What this task involves:
What is needed here is an exact transcription of all the entries.

───── Dataset records ─────

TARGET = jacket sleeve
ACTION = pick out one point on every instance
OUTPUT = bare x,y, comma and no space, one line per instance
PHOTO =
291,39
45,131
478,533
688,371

─────

Expected answer:
TARGET = jacket sleeve
ACTION = pick out one point on every instance
OUTPUT = bare x,y, comma and no space, one line per instance
PHOTO =
291,39
45,131
478,533
688,371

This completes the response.